**READING PASSAGE**
···

AnyArtisticGlyph: Multilingual Controllable Artistic Glyph Generation
This work addresses the challenge of controllable artistic glyph generation for multilingual text applications, representing an incremental improvement over prior methods.
The paper tackles the problem of generating artistic glyph images with fine control, addressing issues like blurred textures in existing methods, and introduces AnyArtisticGlyph, a diffusion-based model that achieves state-of-the-art performance in producing natural, detailed images.

···

[Position identification records]
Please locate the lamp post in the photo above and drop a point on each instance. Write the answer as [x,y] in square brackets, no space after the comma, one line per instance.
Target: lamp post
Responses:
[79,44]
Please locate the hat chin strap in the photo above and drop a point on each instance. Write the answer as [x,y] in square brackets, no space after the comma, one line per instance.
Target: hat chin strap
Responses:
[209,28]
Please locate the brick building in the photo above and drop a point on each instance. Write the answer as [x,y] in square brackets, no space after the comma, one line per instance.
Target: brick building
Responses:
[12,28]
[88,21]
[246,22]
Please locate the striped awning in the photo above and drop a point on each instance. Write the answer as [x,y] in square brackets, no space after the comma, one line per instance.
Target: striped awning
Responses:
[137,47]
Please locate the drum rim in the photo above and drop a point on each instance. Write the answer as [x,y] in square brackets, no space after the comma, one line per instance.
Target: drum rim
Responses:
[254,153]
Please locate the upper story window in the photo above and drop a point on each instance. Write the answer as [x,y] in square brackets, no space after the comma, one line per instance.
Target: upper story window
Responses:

···

**SHORT EXERCISE 1**
Answer these questions using the passage on AnyArtisticGlyph:
(a) For what kind of text applications is the controllable artistic glyph generation intended?
(b) What issue in existing methods is named as an example?
(c) On what kind of model is AnyArtisticGlyph based?
**SHORT EXERCISE 2**
Continue the passage on AnyArtisticGlyph from its final sentence.
None of this data is required to complete the tasks.

**WRITTEN ANSWER 1**
(a) Multilingual text applications.
(b) Blurred textures.
(c) A diffusion-based model.

**WRITTEN ANSWER 2**
Artistic Glyph Image Generation (AGIG) differs from current creativity-focused generation models by offering finely controllable deterministic generation. It transfers the style of a reference image to a source while preserving its content. Although advanced and promising, current methods may reveal flaws when scrutinizing synthesized image details, often producing blurred or incorrect textures, posing a significant challenge. Hence, we introduce AnyArtisticGlyph, a diffusion-based, multilingual controllable artistic glyph generation model. It includes a font fusion and embedding module, which generates latent features for detailed structure creation, and a vision-text fusion and embedding module that uses the CLIP model to encode references and blends them with transformation caption embeddings for seamless global image generation. Moreover, we incorporate a coarse-grained feature-level loss to enhance generation accuracy. Experiments show that it produces natural, detailed artistic glyph images with state-of-the-art performance. Our project will be open-sourced on https://github.com/jiean001/AnyArtisticGlyph to advance text generation technology.